The parallel tempering method is a widely used enhanced sampling method (Earl and Deem 2005) and is also known as the temperature replica exchange method (tREM) (Sugita and Okamoto 1999). In tREM, a set of different temperatures is utilized that range from a lower temperature (i.e., room temperature) to a significantly higher temperature. Multiple conventional canonical MD runs are started simultaneously at these different temperatures such that each simulation has a different temperature. Each run is named a replica. During tREM, the temperature of a replica is exchanged with the temperature of one of its two neighboring replicas when the principle of detailed balance is satisfied to keep equilibrium. The temperature of a trajectory then fluctuates over a wide temperature range. At a higher temperature, the system can escape readily from a trapped state. As a practical check, when performing tREM, one might monitor how frequently exchange occurs. If no exchange occurs, the sampling is not enhanced because the run is simply a conventional canonical simulation. For the case of tREM, the fewer the transitions, the less effective is the sampling. Such situations generally occur when the difference in temperature between replicas is relatively large, as well as the system (i.e., many, many atoms). Very recently, the replica-permutation method (RPM) (Itoh and Okumura 2013b) and “heat bath like criteria” (HLC) method (Kondo and Taiji 2013) have been proposed. These methods uses the Suwa–Todo algorithm (Suwa and Todo 2010) to obtain an equilibrium ensemble without imposing the detailed balance criterion, which increases the exchange ratio between the different temperatures among the replicas. With such developments the RPM and HLC may ultimately prove to be more efficient than tREM.

Provided material
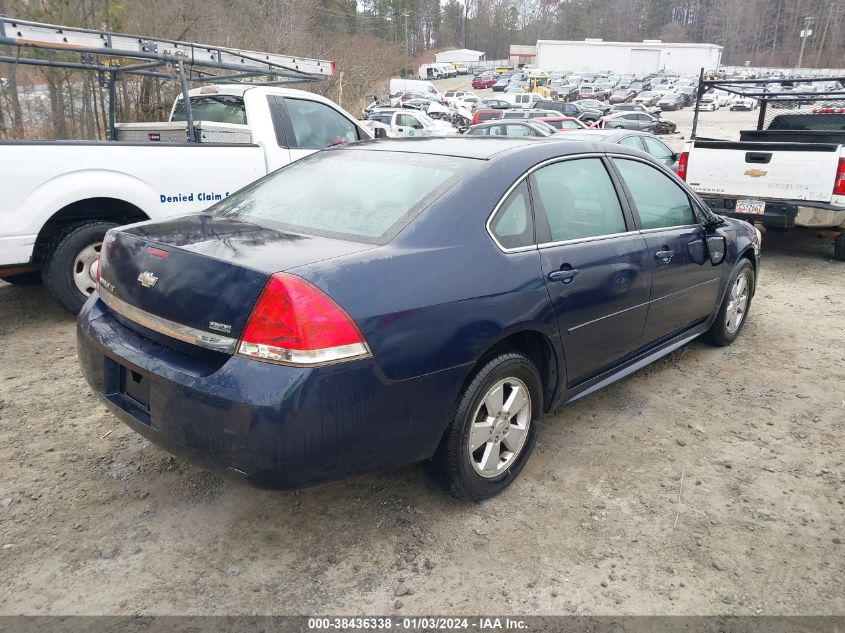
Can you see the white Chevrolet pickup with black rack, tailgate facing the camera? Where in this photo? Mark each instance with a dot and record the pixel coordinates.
(789, 173)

Required actions
a) List every author-and-year citation in the excerpt on temperature replica exchange.
b) Resume the excerpt on temperature replica exchange from the point where it stops.
The lines have nothing to do with the excerpt on temperature replica exchange.

Answers to this exercise
a)
Earl and Deem 2005
Sugita and Okamoto 1999
Itoh and Okumura 2013b
Kondo and Taiji 2013
Suwa and Todo 2010

b)
There are also other types of enhanced sampling methods which modify the potential energy directly to lower the energy barrier. Examples of this approach include an extended tREM, accelerated MD (aMD) (Doshi and Hamelberg 2015; Hamelberg et al. 2004), metadynamics (Laio and Parrinello 2002), and multicanonical MD methods. In the extended tREM, the replicas have different physical parameters [van der Waals radius (Itoh et al. 2010); coulomb potentials (Itoh and Okumura 2013a), model resolution (Lyman et al. 2006), and umbrella potentials (Okumura and Itoh 2013)] instead of different temperatures. Exchange between replicas involves transition between the different simulation runs under the detailed-balance condition. These extended methods of tREM could be generalized as the replica exchange umbrella sampling method (Sugita et al. 2000) and Hamiltonian replica exchange method (Fukunishi et al. 2002). In aMD, a particular potential energy is scaled by a user-defined factor, and the scaled energy is used throughout the simulation. After the aMD simulation, the probability with the genuine energy is reconstructed. In metadynamics, the bottom level of an energy basin along a reaction coordinate is raised gradually during simulation. Raising the bottom level pushes the conformation out of the energy basin where it is trapped and, consequently, the system can travel widely along the reaction coordinate. In the multicanonical method, the potential energy travels randomly and continuously in a wide potential energy range. How to achieve such sampling by the multicanonical method is described in the next section.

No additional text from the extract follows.